## Problem to work on
Below are some records; repeat them all exactly, minus the pictures.

*** Data records ***

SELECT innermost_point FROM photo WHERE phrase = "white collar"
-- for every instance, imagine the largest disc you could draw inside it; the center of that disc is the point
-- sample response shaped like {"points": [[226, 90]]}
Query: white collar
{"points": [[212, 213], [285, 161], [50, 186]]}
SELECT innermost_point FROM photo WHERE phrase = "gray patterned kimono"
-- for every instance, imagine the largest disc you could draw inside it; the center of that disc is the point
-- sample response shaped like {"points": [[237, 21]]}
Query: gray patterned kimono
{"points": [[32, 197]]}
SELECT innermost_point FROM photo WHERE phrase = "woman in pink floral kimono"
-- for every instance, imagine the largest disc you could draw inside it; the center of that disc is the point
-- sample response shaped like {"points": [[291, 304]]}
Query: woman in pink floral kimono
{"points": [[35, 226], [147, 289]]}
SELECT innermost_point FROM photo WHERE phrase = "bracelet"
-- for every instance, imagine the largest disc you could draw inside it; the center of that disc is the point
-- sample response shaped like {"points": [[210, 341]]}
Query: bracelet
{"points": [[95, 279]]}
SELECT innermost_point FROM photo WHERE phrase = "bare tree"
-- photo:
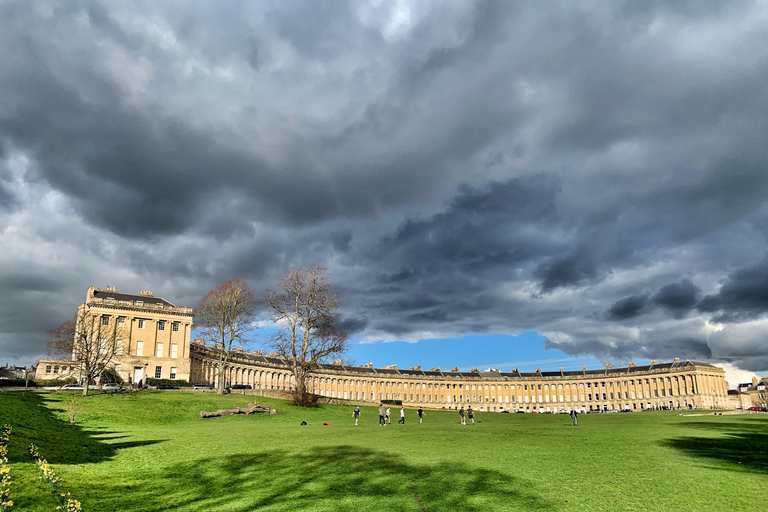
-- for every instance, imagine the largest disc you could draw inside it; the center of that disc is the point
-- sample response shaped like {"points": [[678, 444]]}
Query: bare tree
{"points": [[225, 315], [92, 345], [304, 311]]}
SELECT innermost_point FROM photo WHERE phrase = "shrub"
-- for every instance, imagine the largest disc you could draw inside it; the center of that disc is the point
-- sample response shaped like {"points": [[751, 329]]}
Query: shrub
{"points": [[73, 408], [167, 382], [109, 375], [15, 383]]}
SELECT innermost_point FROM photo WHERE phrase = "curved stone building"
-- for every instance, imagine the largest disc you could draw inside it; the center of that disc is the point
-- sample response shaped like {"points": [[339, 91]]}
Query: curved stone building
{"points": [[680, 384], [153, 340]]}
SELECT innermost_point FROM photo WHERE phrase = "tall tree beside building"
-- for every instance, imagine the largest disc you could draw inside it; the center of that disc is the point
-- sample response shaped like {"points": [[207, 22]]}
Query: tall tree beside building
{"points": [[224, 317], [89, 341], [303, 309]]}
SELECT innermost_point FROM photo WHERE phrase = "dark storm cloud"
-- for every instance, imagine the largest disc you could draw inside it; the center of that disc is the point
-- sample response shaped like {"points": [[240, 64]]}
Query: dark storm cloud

***

## Solution to this problem
SELECT innermost_point FROM photo WHERE phrase = "white collar"
-- for every instance, imagine the largest disc you could draw inside it; the center of that disc is the point
-- sample response shaped like {"points": [[226, 90]]}
Query: white collar
{"points": [[212, 213], [285, 161], [50, 186]]}
SELECT innermost_point FROM photo WHERE phrase = "gray patterned kimono"
-- for every instance, imagine the largest disc you could draw inside it; the center of that disc is the point
-- sample response shaped like {"points": [[237, 21]]}
Query: gray patterned kimono
{"points": [[32, 197]]}
SELECT innermost_point FROM photo WHERE phrase = "woman in pink floral kimono"
-- for every instance, imagine the largest disc you could draw inside it; the center of that disc is the point
-- sample response shaped like {"points": [[291, 304]]}
Query: woman in pink floral kimono
{"points": [[35, 226], [147, 289]]}
SELECT innermost_point FROM photo WHERE phrase = "bracelet"
-- for every instance, imagine the largest disc you could draw inside it; the center of that disc is the point
-- sample response shaped like {"points": [[210, 341]]}
Query: bracelet
{"points": [[95, 279]]}
SELECT innermost_point FROM photo WHERE phrase = "bare tree"
-- photo:
-- for every instance, imagine the largest disc you could draw inside it; the center of that disc is the point
-- sample response shaped like {"points": [[678, 444]]}
Query: bare tree
{"points": [[225, 315], [92, 345], [304, 311]]}
SELECT innermost_point FROM photo WHERE phrase = "shrub"
-- for every instance, imagine the largest disc you could draw inside it; the center of that disc is the point
-- sample response shaped like {"points": [[751, 329]]}
Query: shrub
{"points": [[73, 408], [167, 382], [109, 375], [15, 383]]}
SELECT innermost_point FROM photo WHERE phrase = "curved stone building"
-- for every instance, imagine the largest disc you could draw inside it; the center of that disc is the point
-- sample response shaped like {"points": [[339, 91]]}
Query: curved stone building
{"points": [[680, 384], [153, 340]]}
SELECT innermost_point FROM photo WHERE phrase = "tall tree beside building"
-- for every instance, imagine the largest disc you could draw inside it; the center of that disc is the point
-- sample response shaped like {"points": [[207, 22]]}
Query: tall tree beside building
{"points": [[224, 317], [89, 341], [303, 309]]}
SELECT innermost_point FROM photo WHERE phrase = "dark storm cloud"
-- for every instance, imagine the largest disc you could draw inside it; the center of that disc is the point
-- sample response shaped like {"points": [[240, 64]]}
Query: dark storm cloud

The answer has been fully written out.